▶ [DOCUMENT EXTRACT]
::::

Any WWE fans in the audience? (Part 1)

Braun Stroman looks like that guy from Bloodsport and Revenge of the Nerds.

I know it’s wrestling, and the reason if “just because”. But why does an aged wrestler who’s had one WWE match, which he lost, get a title shot? Shouldn’t one have to earn the right for a title shot? sigh I’ve hated this aspect of wrestling for 4 decades - smack the champ, get a title shot.

It’s probably a fence-mending gesture to regain that tiny bit of WCW loyalist audience. I’m guessing with Seth now having to defend twice on NoC, he’ll lose the belt to Sting, who can finally earn his place in WWE history. Then Seth will get it back later.

Zahra fired? I guess WWE really has changed their ways. They don’t capitalize on shame anymore.

I didn’t know Charlotte was married to Bram. She has another ex-husband, Riki Johnson, who was involved in a fight with her and her dad in 2008. Here’s more details on Bram’s little incident..

No wonder Fark.com has a category just for Florida.

Just think, the most interesting thing I had to say before this morning was a line from Bray Wyatt’s promo last night: “We signify the end times. We no longer walk among you in disguise.”

::::

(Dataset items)
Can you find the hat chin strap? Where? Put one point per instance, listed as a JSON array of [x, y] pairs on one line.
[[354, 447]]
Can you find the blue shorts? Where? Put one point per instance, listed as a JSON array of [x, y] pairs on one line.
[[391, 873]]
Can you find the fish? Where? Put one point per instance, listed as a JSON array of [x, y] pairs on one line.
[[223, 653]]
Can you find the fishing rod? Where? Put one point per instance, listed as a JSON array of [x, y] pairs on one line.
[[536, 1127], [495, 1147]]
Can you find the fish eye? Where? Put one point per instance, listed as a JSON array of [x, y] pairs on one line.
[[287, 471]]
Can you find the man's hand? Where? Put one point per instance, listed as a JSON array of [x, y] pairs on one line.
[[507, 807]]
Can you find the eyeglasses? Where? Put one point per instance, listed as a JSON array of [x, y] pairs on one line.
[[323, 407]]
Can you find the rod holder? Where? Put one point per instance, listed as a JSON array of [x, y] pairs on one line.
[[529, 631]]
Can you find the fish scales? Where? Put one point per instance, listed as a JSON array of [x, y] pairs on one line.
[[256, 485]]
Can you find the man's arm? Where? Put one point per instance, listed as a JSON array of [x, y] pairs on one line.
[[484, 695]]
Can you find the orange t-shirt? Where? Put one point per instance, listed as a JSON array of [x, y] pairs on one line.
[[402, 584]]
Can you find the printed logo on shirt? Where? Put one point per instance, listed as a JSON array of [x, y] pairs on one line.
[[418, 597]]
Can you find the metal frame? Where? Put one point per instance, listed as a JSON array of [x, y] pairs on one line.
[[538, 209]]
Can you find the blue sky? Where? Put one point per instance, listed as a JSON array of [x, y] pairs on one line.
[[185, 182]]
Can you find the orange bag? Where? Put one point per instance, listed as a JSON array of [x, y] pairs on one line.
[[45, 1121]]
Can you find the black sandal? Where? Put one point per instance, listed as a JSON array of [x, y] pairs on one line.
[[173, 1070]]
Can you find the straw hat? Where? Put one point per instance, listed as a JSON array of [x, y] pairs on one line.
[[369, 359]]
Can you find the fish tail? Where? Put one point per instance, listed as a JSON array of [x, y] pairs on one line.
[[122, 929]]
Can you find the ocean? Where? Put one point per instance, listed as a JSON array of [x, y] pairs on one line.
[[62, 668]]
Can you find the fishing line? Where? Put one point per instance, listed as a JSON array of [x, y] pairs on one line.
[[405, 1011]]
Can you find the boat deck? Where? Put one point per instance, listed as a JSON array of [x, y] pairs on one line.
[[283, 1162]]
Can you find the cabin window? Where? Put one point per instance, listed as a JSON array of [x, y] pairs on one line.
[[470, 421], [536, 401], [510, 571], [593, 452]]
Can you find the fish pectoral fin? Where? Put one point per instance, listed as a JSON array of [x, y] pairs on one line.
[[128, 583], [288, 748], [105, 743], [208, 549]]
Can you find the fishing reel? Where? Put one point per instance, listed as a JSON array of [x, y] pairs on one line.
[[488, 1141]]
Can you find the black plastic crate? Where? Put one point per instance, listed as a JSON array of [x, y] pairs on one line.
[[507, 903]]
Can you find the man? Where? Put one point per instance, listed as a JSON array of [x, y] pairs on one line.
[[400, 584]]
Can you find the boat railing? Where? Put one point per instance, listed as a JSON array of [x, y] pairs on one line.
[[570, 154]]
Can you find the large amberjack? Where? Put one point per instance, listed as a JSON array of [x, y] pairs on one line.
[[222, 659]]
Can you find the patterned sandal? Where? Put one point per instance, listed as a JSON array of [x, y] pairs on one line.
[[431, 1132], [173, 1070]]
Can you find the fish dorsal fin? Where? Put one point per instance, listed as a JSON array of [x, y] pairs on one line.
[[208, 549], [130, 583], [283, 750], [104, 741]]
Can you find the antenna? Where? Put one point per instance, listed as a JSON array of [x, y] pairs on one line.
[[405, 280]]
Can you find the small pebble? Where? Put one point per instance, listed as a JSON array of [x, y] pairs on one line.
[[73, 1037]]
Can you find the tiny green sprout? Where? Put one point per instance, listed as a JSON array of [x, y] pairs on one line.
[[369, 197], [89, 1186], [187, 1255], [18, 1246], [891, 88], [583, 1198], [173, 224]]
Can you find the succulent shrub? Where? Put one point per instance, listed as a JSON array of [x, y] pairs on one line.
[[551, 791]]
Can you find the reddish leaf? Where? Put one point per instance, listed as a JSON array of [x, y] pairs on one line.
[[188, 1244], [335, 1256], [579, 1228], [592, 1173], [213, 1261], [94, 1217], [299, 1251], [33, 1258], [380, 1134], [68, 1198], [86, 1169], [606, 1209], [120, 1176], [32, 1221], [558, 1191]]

::::

▶ [REQUIRED ACTIONS]
#1 In the WWE fan thread, who is named as Charlotte's other ex-husband, and what was he involved in during 2008?
#2 Carry on the WWE fan thread from the point where it stops.

▶ [OUTPUTS BY TASK]
#1 Riki Johnson, who was involved in a fight with her and her dad in 2008.

#2
Wait a minute. Ashley Fleihr, aka Charlotte Flair, is on her second husband at the age of 29, and is separated from him? Wow, I guess she really is like her old man.

Hmm, arrested in 2008 for assaulting a police officer, sentenced to 45 days but given supervised probation. Yup, Ric Flair’s daughter.

When does she start partying and whipping out her crotch like her old man?

Jimmy Snuka has been charged with third degree murder and involuntary manslaughter in the 1982 death of his girlfriend Nancy Argentino. He was released on a $10,000 bond.

If he gets the Hogan treatment we’ll soon be seeing Tamina in the Impact Zone.

They stopped referring to her by her last name after the prosecutor first reopened the case last year. It would be ridiculous if they tried to punish or bury her because of something that happened when she was 4 years old.

Eh, Tamina will be released in the next round anyway.

Mother of Og, is there an alignment of planets or something that brings bad karma for wrestlers?

Superfly charged with third-degree murder and involuntary manslaughter for the death of his girlfriend more than 32 years ago

Well, this is Vince McMahon we’re talking about here.

“GOTTA PROTECT THE BRAND, PAL!”

“Now get R-Truth out there shucking and jiving. That’s always funny!”

Just bought our Rumble tickets!

Unfortunately they are waaayyyy in the nosebleeds, so I’m actually kind of worried that I won’t be able to see anything because of the lights (in fact I’m sure we won’t), but I can’t pass up the chance to BE there right?

Short NXT last night. Jordan and Gables came off looking strong, and they’re getting good on the mike, like an Abbot & Costello-type duo.

Corey Graves comes off like JBL Jr sometimes, especially when he heaps effluvious amounts of praise on heels that suck. Rich Brennan should have quoted a line from Cujo during the Eva Mannekin match, “You can’t polish a turd.”

Baron’s actually figured out how to sell, so maybe’s there’s hope for him yet.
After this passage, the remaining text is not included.